→ RECORD EXTRACTS

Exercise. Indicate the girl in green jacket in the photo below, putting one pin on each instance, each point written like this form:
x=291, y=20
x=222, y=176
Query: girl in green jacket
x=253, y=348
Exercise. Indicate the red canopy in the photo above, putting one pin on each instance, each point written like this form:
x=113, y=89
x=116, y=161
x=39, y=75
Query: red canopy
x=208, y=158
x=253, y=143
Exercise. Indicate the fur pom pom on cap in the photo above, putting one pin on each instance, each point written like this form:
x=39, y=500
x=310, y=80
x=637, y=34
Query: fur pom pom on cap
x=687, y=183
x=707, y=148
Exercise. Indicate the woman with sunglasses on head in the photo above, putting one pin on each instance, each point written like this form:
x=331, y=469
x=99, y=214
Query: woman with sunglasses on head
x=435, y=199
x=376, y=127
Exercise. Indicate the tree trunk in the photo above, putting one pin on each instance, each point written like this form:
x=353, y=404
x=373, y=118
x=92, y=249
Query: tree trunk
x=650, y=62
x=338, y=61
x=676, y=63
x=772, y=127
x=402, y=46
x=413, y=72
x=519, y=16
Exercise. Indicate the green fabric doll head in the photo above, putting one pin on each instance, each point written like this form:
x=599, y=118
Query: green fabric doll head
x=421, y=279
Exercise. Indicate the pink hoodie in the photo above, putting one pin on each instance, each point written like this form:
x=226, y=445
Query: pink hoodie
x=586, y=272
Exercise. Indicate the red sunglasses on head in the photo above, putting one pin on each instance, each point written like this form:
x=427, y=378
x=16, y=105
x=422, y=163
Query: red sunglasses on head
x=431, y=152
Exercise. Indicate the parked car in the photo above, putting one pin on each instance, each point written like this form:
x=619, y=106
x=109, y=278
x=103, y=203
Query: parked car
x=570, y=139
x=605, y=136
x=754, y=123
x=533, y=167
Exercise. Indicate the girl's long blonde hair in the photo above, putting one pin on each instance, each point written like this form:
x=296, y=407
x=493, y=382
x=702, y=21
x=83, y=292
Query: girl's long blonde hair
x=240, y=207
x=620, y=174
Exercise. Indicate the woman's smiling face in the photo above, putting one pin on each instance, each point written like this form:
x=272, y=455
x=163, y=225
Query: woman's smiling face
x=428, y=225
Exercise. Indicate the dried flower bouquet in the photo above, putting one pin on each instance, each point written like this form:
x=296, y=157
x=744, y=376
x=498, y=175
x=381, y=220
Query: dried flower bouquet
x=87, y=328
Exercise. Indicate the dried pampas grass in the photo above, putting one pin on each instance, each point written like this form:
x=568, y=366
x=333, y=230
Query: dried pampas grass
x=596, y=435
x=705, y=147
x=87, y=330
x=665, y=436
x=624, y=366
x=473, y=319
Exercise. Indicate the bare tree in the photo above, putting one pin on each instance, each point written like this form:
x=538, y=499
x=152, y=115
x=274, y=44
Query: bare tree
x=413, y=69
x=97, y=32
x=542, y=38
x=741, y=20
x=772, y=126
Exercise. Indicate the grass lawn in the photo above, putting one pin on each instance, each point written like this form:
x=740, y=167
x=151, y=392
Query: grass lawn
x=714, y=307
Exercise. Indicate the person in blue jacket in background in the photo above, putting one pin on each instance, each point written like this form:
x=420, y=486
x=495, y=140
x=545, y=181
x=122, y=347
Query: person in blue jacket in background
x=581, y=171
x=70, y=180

→ TASK DIRECTIONS
Starting at the beginning of the entries and ending at the line containing "x=620, y=174", copy every line over, shifting each answer coordinate (both x and y) by adding -135 and leaving every other line unchanged.

→ THE OUTPUT
Exercise. Indicate the girl in green jacket in the photo below, putting one pin on each instance, each point written like this form:
x=291, y=20
x=222, y=176
Query: girl in green jacket
x=118, y=213
Exercise. Indicate the red canopy in the photo above, putting one pin on each instance, each point written like this form:
x=113, y=89
x=116, y=161
x=39, y=75
Query: red canopy
x=73, y=23
x=118, y=8
Exercise. Indicate the fur pom pom on cap in the photo above, putting one pin on each instance, each point written like this form:
x=39, y=500
x=310, y=80
x=637, y=34
Query: fur pom pom on cap
x=552, y=48
x=572, y=13
Exercise. Indicate the woman with sunglasses on head in the photo above, putting one pin on each instance, each point written like this form:
x=331, y=469
x=99, y=214
Query: woman with sunglasses on head
x=300, y=64
x=241, y=-8
Exercise. Indicate the tree trunk in the photo above, putting one pin on each instance, each point written like this form:
x=353, y=404
x=373, y=118
x=92, y=249
Query: tree trunk
x=515, y=-73
x=203, y=-74
x=541, y=-72
x=637, y=-8
x=267, y=-89
x=278, y=-63
x=384, y=-119
Exercise. Indicate the green fabric doll head in the photo above, putting one pin on each instance, each point written like this form:
x=599, y=118
Query: green fabric doll head
x=286, y=144
Exercise. Indicate the pink hoodie in the photo above, putting one pin on each instance, each point written like this form:
x=226, y=445
Query: pink hoodie
x=451, y=137
Exercise. Indicate the red sunglasses on head in the photo above, putting one pin on each instance, each point written like this form:
x=427, y=378
x=16, y=105
x=422, y=163
Query: red sunglasses on head
x=296, y=17
Exercise. Indicate the parked car in the photo above, putting one pin on each instance, each point written like this form:
x=619, y=106
x=109, y=278
x=103, y=203
Query: parked car
x=435, y=4
x=470, y=1
x=619, y=-12
x=398, y=32
Exercise. Indicate the girl's long blonde hair in the photo above, putting one pin on each instance, each point written like this form:
x=296, y=407
x=493, y=382
x=702, y=21
x=83, y=292
Query: girl's long blonde hair
x=105, y=72
x=485, y=39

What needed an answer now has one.